### Given request
Format the material below as a Markdown table with the columns Row and Line, putting each line in its own numbered row and leaving out blank lines and pictures.

### Task inputs
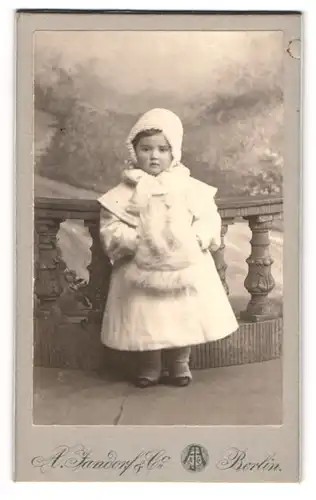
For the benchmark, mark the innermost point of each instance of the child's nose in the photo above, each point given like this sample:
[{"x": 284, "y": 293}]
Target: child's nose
[{"x": 155, "y": 153}]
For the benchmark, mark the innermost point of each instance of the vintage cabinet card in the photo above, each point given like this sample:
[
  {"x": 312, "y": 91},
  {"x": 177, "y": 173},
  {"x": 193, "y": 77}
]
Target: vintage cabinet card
[{"x": 158, "y": 177}]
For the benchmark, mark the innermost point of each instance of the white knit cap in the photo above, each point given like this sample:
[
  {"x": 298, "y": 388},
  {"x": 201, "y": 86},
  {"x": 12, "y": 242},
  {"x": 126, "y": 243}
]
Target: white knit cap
[{"x": 160, "y": 119}]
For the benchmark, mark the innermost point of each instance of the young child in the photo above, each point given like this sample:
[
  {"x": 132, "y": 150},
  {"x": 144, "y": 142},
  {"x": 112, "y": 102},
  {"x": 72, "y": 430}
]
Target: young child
[{"x": 158, "y": 227}]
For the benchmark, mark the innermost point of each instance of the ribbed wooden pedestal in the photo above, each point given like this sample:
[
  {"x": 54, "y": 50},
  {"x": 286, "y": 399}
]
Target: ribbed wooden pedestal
[{"x": 78, "y": 346}]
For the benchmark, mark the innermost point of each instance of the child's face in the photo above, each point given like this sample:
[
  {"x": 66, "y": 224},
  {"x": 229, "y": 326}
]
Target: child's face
[{"x": 153, "y": 154}]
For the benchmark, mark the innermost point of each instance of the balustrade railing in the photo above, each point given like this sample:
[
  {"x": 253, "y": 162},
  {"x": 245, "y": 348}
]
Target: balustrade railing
[{"x": 57, "y": 294}]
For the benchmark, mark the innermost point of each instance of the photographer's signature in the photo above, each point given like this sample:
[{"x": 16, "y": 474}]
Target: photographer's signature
[{"x": 80, "y": 458}]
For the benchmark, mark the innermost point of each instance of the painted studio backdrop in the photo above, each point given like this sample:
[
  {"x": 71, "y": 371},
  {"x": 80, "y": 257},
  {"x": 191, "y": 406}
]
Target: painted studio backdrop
[{"x": 90, "y": 87}]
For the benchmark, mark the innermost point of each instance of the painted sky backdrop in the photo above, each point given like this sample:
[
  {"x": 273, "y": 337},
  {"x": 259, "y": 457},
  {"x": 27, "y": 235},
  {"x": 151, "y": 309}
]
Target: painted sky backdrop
[{"x": 186, "y": 63}]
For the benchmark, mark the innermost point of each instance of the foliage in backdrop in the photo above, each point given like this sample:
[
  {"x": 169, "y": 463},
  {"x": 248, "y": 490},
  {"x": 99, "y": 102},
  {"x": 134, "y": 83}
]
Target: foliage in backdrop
[{"x": 233, "y": 133}]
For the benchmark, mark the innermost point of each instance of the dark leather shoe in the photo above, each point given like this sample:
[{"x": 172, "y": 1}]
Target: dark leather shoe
[
  {"x": 180, "y": 381},
  {"x": 143, "y": 382}
]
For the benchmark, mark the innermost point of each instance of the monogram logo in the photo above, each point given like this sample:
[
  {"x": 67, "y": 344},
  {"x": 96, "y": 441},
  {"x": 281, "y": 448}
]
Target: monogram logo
[{"x": 194, "y": 457}]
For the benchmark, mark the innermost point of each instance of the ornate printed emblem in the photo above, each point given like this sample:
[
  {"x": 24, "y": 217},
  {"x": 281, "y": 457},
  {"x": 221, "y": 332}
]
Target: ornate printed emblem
[{"x": 194, "y": 457}]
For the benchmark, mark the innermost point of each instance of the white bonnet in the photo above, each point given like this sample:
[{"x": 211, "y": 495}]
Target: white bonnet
[{"x": 160, "y": 119}]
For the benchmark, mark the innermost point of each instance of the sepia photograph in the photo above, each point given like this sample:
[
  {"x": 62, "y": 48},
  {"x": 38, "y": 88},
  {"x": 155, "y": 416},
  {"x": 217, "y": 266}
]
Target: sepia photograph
[{"x": 158, "y": 227}]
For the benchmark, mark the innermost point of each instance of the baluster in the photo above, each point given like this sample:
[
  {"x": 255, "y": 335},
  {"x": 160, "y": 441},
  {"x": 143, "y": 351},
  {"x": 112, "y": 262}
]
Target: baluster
[
  {"x": 48, "y": 287},
  {"x": 219, "y": 255},
  {"x": 99, "y": 271},
  {"x": 259, "y": 281}
]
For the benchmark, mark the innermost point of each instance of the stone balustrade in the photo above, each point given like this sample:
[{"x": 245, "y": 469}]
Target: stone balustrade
[{"x": 68, "y": 311}]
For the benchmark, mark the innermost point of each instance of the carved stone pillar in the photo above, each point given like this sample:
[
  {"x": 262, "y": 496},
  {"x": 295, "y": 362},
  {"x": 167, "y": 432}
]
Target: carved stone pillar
[
  {"x": 47, "y": 279},
  {"x": 219, "y": 255},
  {"x": 99, "y": 272},
  {"x": 259, "y": 281}
]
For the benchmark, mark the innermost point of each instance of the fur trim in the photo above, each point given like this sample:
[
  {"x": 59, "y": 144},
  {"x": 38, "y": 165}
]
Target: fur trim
[{"x": 162, "y": 281}]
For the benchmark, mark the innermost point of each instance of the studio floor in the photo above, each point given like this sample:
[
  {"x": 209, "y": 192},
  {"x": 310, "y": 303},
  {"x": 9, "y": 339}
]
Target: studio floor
[{"x": 248, "y": 394}]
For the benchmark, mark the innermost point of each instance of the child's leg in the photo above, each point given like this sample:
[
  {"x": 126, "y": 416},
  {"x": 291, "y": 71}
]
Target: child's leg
[
  {"x": 149, "y": 365},
  {"x": 177, "y": 361}
]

### Solution to this exercise
| Row | Line |
|---|---|
| 1 | For the benchmark, mark the innermost point of each instance of the child's nose in the photo above, each point given like this sample: |
| 2 | [{"x": 284, "y": 293}] |
| 3 | Target: child's nose |
| 4 | [{"x": 155, "y": 153}] |
| 5 | For the benchmark, mark the innermost point of each instance of the vintage cabinet card in the photo above, each point given like this sample: |
| 6 | [ |
| 7 |   {"x": 312, "y": 91}, |
| 8 |   {"x": 177, "y": 173}, |
| 9 |   {"x": 193, "y": 77} |
| 10 | ] |
| 11 | Target: vintage cabinet card |
| 12 | [{"x": 158, "y": 177}] |
| 13 | For the benchmark, mark the innermost point of each instance of the white knit cap in the photo above, each point given like this sample: |
| 14 | [ |
| 15 |   {"x": 298, "y": 388}, |
| 16 |   {"x": 201, "y": 86}, |
| 17 |   {"x": 12, "y": 242}, |
| 18 |   {"x": 126, "y": 243} |
| 19 | ] |
| 20 | Target: white knit cap |
| 21 | [{"x": 160, "y": 119}] |
| 22 | For the benchmark, mark the innermost point of each instance of the young child in the photo above, each point given like this sample: |
| 23 | [ |
| 24 |   {"x": 132, "y": 150}, |
| 25 |   {"x": 144, "y": 142}, |
| 26 |   {"x": 112, "y": 102}, |
| 27 |   {"x": 72, "y": 430} |
| 28 | ] |
| 29 | Target: young child |
| 30 | [{"x": 158, "y": 227}] |
| 31 | For the benchmark, mark the innermost point of each instance of the ribbed wooden pedestal in the photo above, each point given like this sample: |
| 32 | [ |
| 33 |   {"x": 54, "y": 50}, |
| 34 |   {"x": 286, "y": 399} |
| 35 | ] |
| 36 | Target: ribbed wooden pedestal |
| 37 | [{"x": 78, "y": 346}] |
| 38 | For the benchmark, mark the innermost point of each instance of the child's face in the photo above, each point given like this sample: |
| 39 | [ |
| 40 |   {"x": 66, "y": 224}, |
| 41 |   {"x": 229, "y": 326} |
| 42 | ] |
| 43 | Target: child's face |
| 44 | [{"x": 153, "y": 154}] |
| 45 | For the benchmark, mark the innermost point of each instance of the balustrade railing in the photo above, each point given like this sample: |
| 46 | [ |
| 47 |   {"x": 253, "y": 162}, |
| 48 |   {"x": 245, "y": 348} |
| 49 | ] |
| 50 | Target: balustrade railing |
| 51 | [{"x": 57, "y": 294}] |
| 52 | For the benchmark, mark the innermost point of each instance of the photographer's signature in the photo above, each point given like this sample: |
| 53 | [{"x": 16, "y": 474}] |
| 54 | Target: photographer's signature |
| 55 | [{"x": 80, "y": 458}] |
| 56 | For the benchmark, mark the innermost point of each instance of the painted studio backdrop in the photo above, each point given like this sample: |
| 57 | [ |
| 58 |   {"x": 71, "y": 371}, |
| 59 |   {"x": 80, "y": 257}, |
| 60 |   {"x": 191, "y": 406} |
| 61 | ] |
| 62 | Target: painted studio backdrop |
| 63 | [{"x": 90, "y": 87}] |
| 64 | For the benchmark, mark the innermost point of each instance of the painted sky backdrop in the photo above, each point given like this sample: |
| 65 | [ |
| 66 |   {"x": 273, "y": 337}, |
| 67 |   {"x": 259, "y": 457}, |
| 68 |   {"x": 27, "y": 235}, |
| 69 |   {"x": 151, "y": 309} |
| 70 | ] |
| 71 | Target: painted sky backdrop |
| 72 | [{"x": 186, "y": 63}] |
| 73 | For the benchmark, mark the innermost point of each instance of the foliage in backdrop in the photo above, each point given like this sample: |
| 74 | [ |
| 75 |   {"x": 169, "y": 463}, |
| 76 |   {"x": 248, "y": 490}, |
| 77 |   {"x": 99, "y": 102}, |
| 78 |   {"x": 134, "y": 83} |
| 79 | ] |
| 80 | Target: foliage in backdrop |
| 81 | [{"x": 233, "y": 133}] |
| 82 | For the benchmark, mark the innermost point of each instance of the dark leather shoe in the photo above, each point given like this sample: |
| 83 | [{"x": 172, "y": 1}] |
| 84 | Target: dark leather shoe |
| 85 | [ |
| 86 |   {"x": 180, "y": 381}, |
| 87 |   {"x": 143, "y": 382} |
| 88 | ] |
| 89 | For the benchmark, mark the innermost point of each instance of the monogram logo in the photo above, each point given like this sample: |
| 90 | [ |
| 91 |   {"x": 67, "y": 344}, |
| 92 |   {"x": 96, "y": 441}, |
| 93 |   {"x": 281, "y": 448} |
| 94 | ] |
| 95 | Target: monogram logo |
| 96 | [{"x": 194, "y": 457}] |
| 97 | For the benchmark, mark the innermost point of each instance of the ornate printed emblem in the photo above, each point given like this sample: |
| 98 | [ |
| 99 |   {"x": 24, "y": 217}, |
| 100 |   {"x": 281, "y": 457}, |
| 101 |   {"x": 221, "y": 332} |
| 102 | ] |
| 103 | Target: ornate printed emblem |
| 104 | [{"x": 194, "y": 457}] |
| 105 | For the benchmark, mark the innermost point of each instance of the white bonnet in the photo above, each point given like this sample: |
| 106 | [{"x": 211, "y": 495}] |
| 107 | Target: white bonnet |
| 108 | [{"x": 160, "y": 119}] |
| 109 | For the benchmark, mark the innermost point of each instance of the sepia photograph in the photo above, each point given like this sample: |
| 110 | [ |
| 111 |   {"x": 62, "y": 48}, |
| 112 |   {"x": 38, "y": 88}, |
| 113 |   {"x": 155, "y": 416}, |
| 114 |   {"x": 217, "y": 266} |
| 115 | ] |
| 116 | Target: sepia photograph |
| 117 | [{"x": 158, "y": 227}] |
| 118 | For the benchmark, mark the innermost point of each instance of the baluster in the photo above, each point given like this sample: |
| 119 | [ |
| 120 |   {"x": 255, "y": 335}, |
| 121 |   {"x": 160, "y": 441}, |
| 122 |   {"x": 143, "y": 351}, |
| 123 |   {"x": 112, "y": 262} |
| 124 | ] |
| 125 | Target: baluster |
| 126 | [ |
| 127 |   {"x": 48, "y": 287}, |
| 128 |   {"x": 219, "y": 255}, |
| 129 |   {"x": 99, "y": 271}, |
| 130 |   {"x": 259, "y": 281} |
| 131 | ] |
| 132 | For the benchmark, mark the innermost point of each instance of the stone balustrade in the photo above, each point given like this sample: |
| 133 | [{"x": 245, "y": 469}] |
| 134 | Target: stone balustrade |
| 135 | [{"x": 68, "y": 311}] |
| 136 | For the benchmark, mark the innermost point of each instance of the carved stone pillar in the photo above, each point given like this sample: |
| 137 | [ |
| 138 |   {"x": 262, "y": 496}, |
| 139 |   {"x": 295, "y": 362}, |
| 140 |   {"x": 167, "y": 432} |
| 141 | ] |
| 142 | Target: carved stone pillar |
| 143 | [ |
| 144 |   {"x": 47, "y": 279}, |
| 145 |   {"x": 219, "y": 255}, |
| 146 |   {"x": 99, "y": 272}, |
| 147 |   {"x": 259, "y": 281} |
| 148 | ] |
| 149 | For the benchmark, mark the innermost point of each instance of the fur trim in the photo above, each point given like this sample: |
| 150 | [ |
| 151 |   {"x": 59, "y": 144}, |
| 152 |   {"x": 38, "y": 165} |
| 153 | ] |
| 154 | Target: fur trim |
| 155 | [{"x": 162, "y": 281}] |
| 156 | For the benchmark, mark the innermost point of each instance of the studio floor in the photo above, each point given like this sample: |
| 157 | [ |
| 158 |   {"x": 209, "y": 192}, |
| 159 |   {"x": 310, "y": 303}, |
| 160 |   {"x": 9, "y": 339} |
| 161 | ] |
| 162 | Target: studio floor |
| 163 | [{"x": 248, "y": 394}] |
| 164 | For the benchmark, mark the innermost point of each instance of the child's leg in the photo above, each point given like this sample: |
| 165 | [ |
| 166 |   {"x": 126, "y": 416}, |
| 167 |   {"x": 291, "y": 71} |
| 168 | ] |
| 169 | Target: child's leg |
| 170 | [ |
| 171 |   {"x": 149, "y": 365}, |
| 172 |   {"x": 177, "y": 361} |
| 173 | ] |